Written task: Give the lines below as a Markdown table with the columns Row and Line, numbering each row and skipping any blank lines. Leave the pictures out of the answer.

Dataset excerpt
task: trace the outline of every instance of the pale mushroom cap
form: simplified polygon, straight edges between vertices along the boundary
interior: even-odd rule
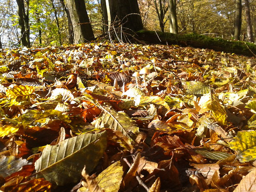
[[[139,77],[140,76],[140,73],[136,71],[133,74],[133,77]]]
[[[155,63],[156,62],[156,60],[154,58],[153,59],[152,59],[151,61],[152,62],[152,63]]]
[[[147,74],[149,72],[148,69],[146,67],[143,67],[140,71],[140,74]]]
[[[130,66],[132,65],[130,62],[126,62],[124,64],[126,66]]]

Response to this task:
| Row | Line |
|---|---|
| 1 | task: trace the outline of every instance of the pale mushroom cap |
| 2 | form: simplified polygon, straight edges between vertices along the boundary |
| 3 | interior: even-odd rule |
| 4 | [[[139,77],[140,76],[140,73],[136,71],[133,74],[133,77]]] |
| 5 | [[[155,63],[156,62],[156,60],[154,58],[153,59],[152,59],[151,61],[152,62],[152,63]]] |
| 6 | [[[147,74],[149,72],[148,69],[146,67],[143,67],[140,71],[140,74]]] |
| 7 | [[[130,66],[132,65],[130,62],[126,62],[124,64],[126,66]]] |